**TEXT SECTION:**
How do you find the area between the given curve #y= x^2# and the x-axis given in the interval [0,1]?

1 Answer
Nov 8, 2015

The area is #1/3#

Explanation:

I am assuming that you do not yet have the Fundamental Theorem of Calculus available to evaluate this, but that you need to evaluate it from a definition.

.#int_a^b x^2 dx = lim_(nrarroo) sum_(i=1)^n f(x_i)Deltax#.

Where, for each positive integer #n#, we let #Deltax = (b-a)/n#

And for #i=1,2,3, . . . ,n#, we let #x_i = a+iDeltax#. (These #x_i# are the right endpoints of the subintervals.)

I prefer to do this type of problem one small step at a time.

#int_0^1 x^2dx#.

For each #n#, we get

#Deltax = (b-a)/n = (1-0)/n = 1/n#

And #x_i = a+iDeltax = 0+i1/n = i/n#

#f(x_i) = x_i^2 = (i/n)^2 = (i^2)/n^2#

#sum_(i=1)^n f(x_1)Deltax = sum_(i=1)^n((i^2)/n^2) 1/n#

# = sum_(i=1)^n i^2/n^3#

# = 1/n^3 sum_(i=1)^n i^2 #

# = 1/n^3[(n(n+1)(2n+1))/6]#

So,

#sum_(i=1)^n f(x_1)Deltax = 1/6 [(n(n+1)(2n+1))/n^3]#

The last thing to do is evaluate the limit as #nrarroo#.

Data listing

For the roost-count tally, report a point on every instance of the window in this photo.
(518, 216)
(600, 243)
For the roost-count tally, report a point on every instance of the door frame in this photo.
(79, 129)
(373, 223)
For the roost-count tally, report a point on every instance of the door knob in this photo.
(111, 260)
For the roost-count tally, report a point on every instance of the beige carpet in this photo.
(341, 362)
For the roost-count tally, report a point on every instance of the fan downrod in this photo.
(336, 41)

...

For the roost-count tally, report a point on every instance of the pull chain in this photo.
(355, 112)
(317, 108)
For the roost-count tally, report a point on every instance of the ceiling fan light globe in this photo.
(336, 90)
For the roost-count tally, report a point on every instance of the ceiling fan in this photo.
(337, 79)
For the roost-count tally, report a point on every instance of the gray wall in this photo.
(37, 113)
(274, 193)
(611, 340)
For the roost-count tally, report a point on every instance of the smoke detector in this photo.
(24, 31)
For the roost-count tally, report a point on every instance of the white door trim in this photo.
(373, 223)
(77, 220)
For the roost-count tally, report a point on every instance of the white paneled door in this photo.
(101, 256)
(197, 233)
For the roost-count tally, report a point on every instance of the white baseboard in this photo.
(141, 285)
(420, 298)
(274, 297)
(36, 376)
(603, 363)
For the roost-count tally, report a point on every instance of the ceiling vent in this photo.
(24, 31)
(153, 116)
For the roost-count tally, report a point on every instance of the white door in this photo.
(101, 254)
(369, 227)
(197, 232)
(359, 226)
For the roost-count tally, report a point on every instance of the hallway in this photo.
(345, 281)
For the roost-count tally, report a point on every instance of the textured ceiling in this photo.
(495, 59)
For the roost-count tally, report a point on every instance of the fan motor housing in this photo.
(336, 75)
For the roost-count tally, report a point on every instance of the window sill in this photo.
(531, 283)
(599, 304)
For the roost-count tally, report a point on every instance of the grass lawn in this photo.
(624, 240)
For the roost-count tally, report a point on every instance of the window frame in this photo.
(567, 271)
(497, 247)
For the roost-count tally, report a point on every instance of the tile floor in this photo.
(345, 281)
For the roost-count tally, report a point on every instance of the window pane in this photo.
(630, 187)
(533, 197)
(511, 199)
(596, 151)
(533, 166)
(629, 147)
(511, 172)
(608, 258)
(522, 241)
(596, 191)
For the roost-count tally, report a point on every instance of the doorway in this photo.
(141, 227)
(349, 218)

**INSTRUCTION A:**
From the area explanation, extract the passage starting at the words "# = 1/n^3 sum_(i=1)^n" and ending after the words "limit as #nrarroo#.".
**INSTRUCTION B:**
In the area explanation, what are the points x_i?

**SOLUTION A:**
# = 1/n^3 sum_(i=1)^n i^2 #

# = 1/n^3[(n(n+1)(2n+1))/6]#

So,

#sum_(i=1)^n f(x_1)Deltax = 1/6 [(n(n+1)(2n+1))/n^3]#

The last thing to do is evaluate the limit as #nrarroo#.

**SOLUTION B:**
They are the right endpoints of the subintervals.